Remix to Rio is a 2010 Canadian documentary depicting young people from Toronto, Canada and Rio de Janeiro, Brazil as they create community outreach projects aimed at rescuing their peers from lives of crime.

Description
This film follows Canada’s innovative youth outreach organization, The Remix Project as they travel to some of the most violent favelas in Rio de Janeiro and test their unique hip-hop outreach model on some of today’s most “unreachable” youth.

Remix Project co-founders Gavin Sheppard and Drex Inkredible join forces with "Sandro", an Ex-drug lord turned activist and Soldiers Never More project founder "Farina" in hopes of constructing a recording studio for disadvantaged youth in the Favela known as “The Enchanted Land” (Tera Encantada).

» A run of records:
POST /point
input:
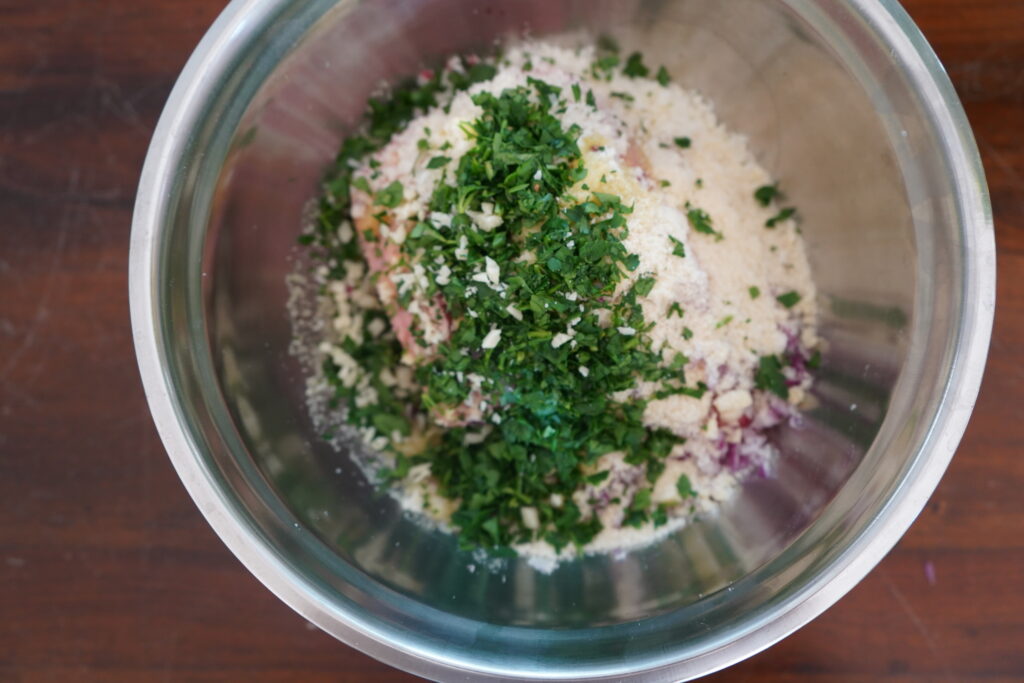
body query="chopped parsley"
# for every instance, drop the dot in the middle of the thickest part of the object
(765, 194)
(532, 331)
(769, 376)
(790, 299)
(635, 67)
(684, 487)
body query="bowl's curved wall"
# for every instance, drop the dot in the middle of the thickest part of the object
(833, 109)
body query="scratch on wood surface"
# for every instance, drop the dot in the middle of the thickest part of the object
(42, 312)
(918, 624)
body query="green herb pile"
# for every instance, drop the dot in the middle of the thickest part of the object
(549, 368)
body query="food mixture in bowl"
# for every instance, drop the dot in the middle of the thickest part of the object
(559, 306)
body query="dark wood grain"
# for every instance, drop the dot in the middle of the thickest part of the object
(108, 570)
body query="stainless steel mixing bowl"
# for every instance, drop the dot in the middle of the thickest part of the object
(844, 101)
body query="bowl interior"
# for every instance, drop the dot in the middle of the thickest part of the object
(828, 111)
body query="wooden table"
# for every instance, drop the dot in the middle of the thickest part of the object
(107, 568)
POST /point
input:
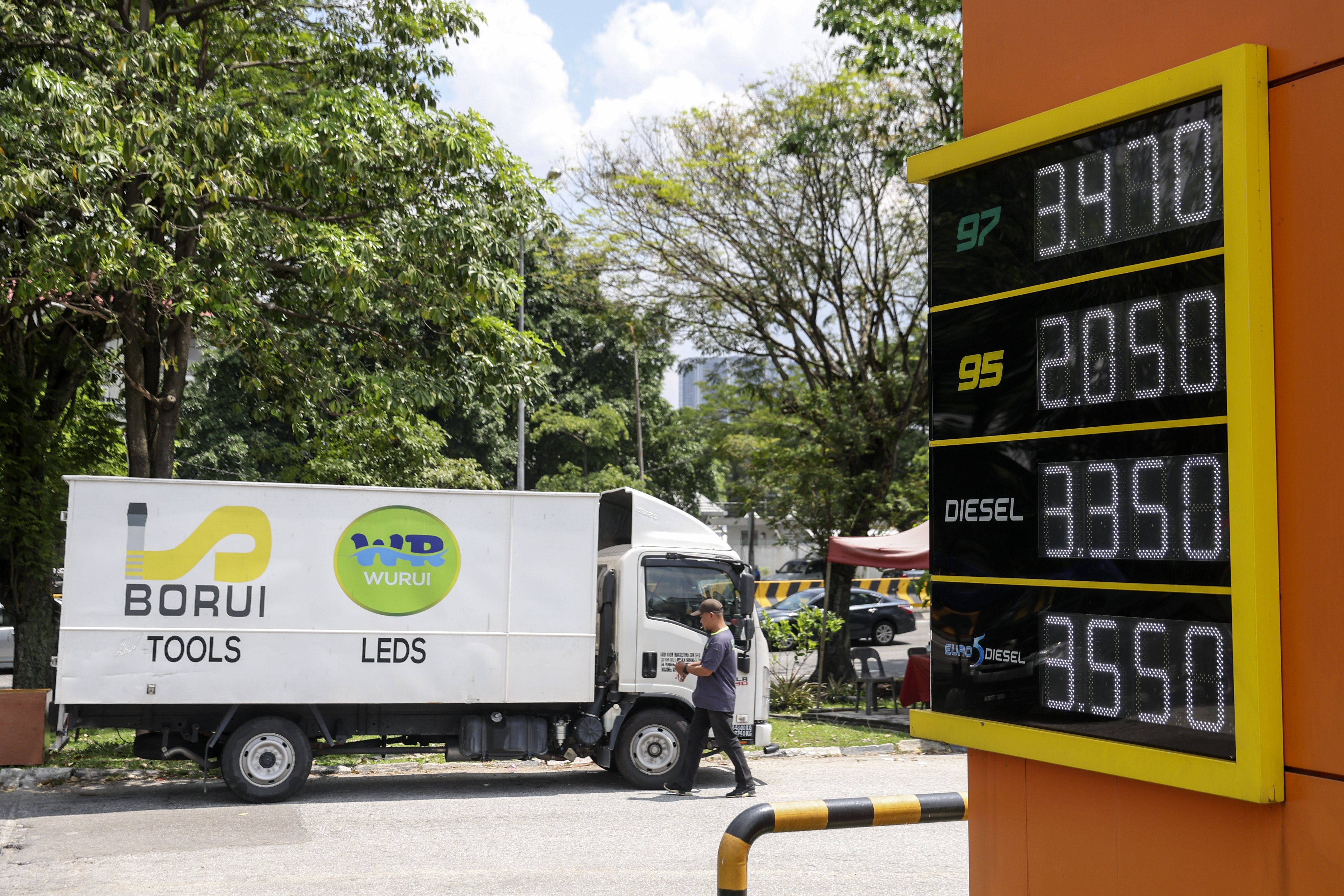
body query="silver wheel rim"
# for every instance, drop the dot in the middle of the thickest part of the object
(655, 750)
(268, 759)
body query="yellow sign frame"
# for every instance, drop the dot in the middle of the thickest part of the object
(1257, 774)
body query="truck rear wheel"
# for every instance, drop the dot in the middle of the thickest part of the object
(267, 761)
(651, 746)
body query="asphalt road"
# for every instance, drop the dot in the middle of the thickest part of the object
(474, 829)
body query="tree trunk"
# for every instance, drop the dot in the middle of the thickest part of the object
(35, 627)
(837, 664)
(155, 350)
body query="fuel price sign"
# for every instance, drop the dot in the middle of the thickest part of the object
(1102, 435)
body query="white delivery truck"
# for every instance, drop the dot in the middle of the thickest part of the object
(252, 627)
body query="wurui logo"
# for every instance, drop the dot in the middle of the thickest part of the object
(374, 553)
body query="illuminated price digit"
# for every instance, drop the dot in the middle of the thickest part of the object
(1152, 673)
(1101, 197)
(1154, 530)
(1109, 476)
(1199, 374)
(1198, 164)
(1096, 667)
(1100, 366)
(1058, 515)
(1202, 500)
(1143, 184)
(1053, 238)
(1056, 373)
(1148, 365)
(1065, 663)
(1217, 682)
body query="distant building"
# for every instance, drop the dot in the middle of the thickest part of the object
(697, 377)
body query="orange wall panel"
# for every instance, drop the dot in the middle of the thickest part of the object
(1307, 191)
(1313, 836)
(1022, 58)
(998, 793)
(1072, 831)
(1178, 843)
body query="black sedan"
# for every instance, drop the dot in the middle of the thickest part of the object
(873, 616)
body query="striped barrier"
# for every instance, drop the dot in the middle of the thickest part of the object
(771, 593)
(824, 815)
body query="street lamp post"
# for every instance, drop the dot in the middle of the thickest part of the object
(639, 416)
(521, 483)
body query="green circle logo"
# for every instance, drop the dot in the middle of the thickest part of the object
(397, 561)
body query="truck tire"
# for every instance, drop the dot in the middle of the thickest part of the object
(267, 759)
(651, 747)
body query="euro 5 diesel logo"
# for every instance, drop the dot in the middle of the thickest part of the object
(397, 561)
(976, 651)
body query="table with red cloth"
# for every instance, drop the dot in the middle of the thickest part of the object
(916, 687)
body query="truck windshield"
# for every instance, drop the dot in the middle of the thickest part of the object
(674, 593)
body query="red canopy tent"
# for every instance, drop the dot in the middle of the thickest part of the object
(907, 550)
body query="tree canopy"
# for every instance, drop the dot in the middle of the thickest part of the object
(268, 177)
(781, 230)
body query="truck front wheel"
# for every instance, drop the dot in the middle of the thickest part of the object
(651, 746)
(267, 761)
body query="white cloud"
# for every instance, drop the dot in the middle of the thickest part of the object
(517, 80)
(651, 58)
(656, 61)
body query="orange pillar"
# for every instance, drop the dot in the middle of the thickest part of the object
(1048, 831)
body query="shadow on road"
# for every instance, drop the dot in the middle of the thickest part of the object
(117, 797)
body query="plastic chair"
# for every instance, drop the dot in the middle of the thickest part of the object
(871, 676)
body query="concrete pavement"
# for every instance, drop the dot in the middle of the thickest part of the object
(476, 829)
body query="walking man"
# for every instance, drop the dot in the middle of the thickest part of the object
(715, 696)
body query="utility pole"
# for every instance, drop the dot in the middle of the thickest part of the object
(639, 416)
(752, 541)
(521, 483)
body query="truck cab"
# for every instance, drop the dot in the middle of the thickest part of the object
(664, 562)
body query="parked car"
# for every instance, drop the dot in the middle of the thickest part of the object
(6, 641)
(800, 569)
(873, 616)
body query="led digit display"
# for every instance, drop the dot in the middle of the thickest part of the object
(1138, 186)
(1102, 465)
(1125, 351)
(1080, 437)
(1154, 508)
(1161, 672)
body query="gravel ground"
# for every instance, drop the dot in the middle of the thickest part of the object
(475, 829)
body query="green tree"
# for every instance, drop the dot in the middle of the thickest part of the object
(917, 41)
(592, 366)
(269, 172)
(604, 428)
(781, 230)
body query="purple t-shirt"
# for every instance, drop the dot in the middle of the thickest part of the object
(718, 692)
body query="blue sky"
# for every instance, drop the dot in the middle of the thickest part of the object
(549, 72)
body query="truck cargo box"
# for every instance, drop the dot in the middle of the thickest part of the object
(213, 593)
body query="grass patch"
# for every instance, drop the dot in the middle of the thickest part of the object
(787, 733)
(111, 749)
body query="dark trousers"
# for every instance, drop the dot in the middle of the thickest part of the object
(695, 739)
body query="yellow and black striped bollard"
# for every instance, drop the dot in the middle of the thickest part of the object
(824, 815)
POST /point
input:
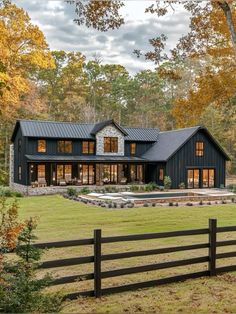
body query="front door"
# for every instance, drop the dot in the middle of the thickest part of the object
(208, 178)
(193, 178)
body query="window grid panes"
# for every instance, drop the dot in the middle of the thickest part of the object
(88, 147)
(64, 147)
(41, 146)
(161, 174)
(110, 144)
(19, 173)
(199, 149)
(132, 148)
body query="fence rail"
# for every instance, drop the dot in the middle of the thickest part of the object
(97, 258)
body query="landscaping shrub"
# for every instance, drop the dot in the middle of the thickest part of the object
(71, 191)
(151, 186)
(167, 182)
(110, 189)
(7, 192)
(84, 190)
(134, 188)
(182, 185)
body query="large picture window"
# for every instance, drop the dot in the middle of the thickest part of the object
(86, 173)
(88, 147)
(41, 146)
(110, 144)
(19, 173)
(208, 178)
(64, 147)
(199, 149)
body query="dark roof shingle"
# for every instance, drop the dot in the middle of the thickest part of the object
(52, 129)
(168, 142)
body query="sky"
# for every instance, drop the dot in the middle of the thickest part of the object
(55, 19)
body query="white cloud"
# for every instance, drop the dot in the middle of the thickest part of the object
(55, 19)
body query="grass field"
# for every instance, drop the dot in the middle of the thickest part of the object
(63, 219)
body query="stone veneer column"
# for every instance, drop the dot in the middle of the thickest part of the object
(11, 166)
(109, 131)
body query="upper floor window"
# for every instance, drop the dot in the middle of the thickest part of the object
(19, 173)
(132, 148)
(161, 174)
(199, 148)
(88, 147)
(110, 144)
(64, 147)
(41, 146)
(19, 145)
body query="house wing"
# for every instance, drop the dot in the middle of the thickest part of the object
(170, 142)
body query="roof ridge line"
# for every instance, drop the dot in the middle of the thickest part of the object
(51, 121)
(181, 129)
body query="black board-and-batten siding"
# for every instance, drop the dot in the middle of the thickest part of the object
(185, 158)
(175, 165)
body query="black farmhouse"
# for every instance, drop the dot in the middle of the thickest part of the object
(49, 154)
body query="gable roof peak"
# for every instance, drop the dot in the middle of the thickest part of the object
(100, 125)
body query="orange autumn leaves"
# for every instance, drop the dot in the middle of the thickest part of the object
(23, 49)
(215, 84)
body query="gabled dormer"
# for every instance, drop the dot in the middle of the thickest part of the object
(110, 138)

» PROBLEM SET:
1 > Answer the following from the article on Remix to Rio:
(a) In what year was the documentary released?
(b) Young people from which two cities does the documentary depict?
(c) What did the group hope to construct in the favela?
2 > Filter the records, keeping every line that contains the string "yellow".

» SOLUTION SET:
1 >
(a) 2010
(b) Toronto, Canada and Rio de Janeiro, Brazil
(c) A recording studio for disadvantaged youth

2 >
body query="yellow sign frame"
body query="yellow and black striped bollard"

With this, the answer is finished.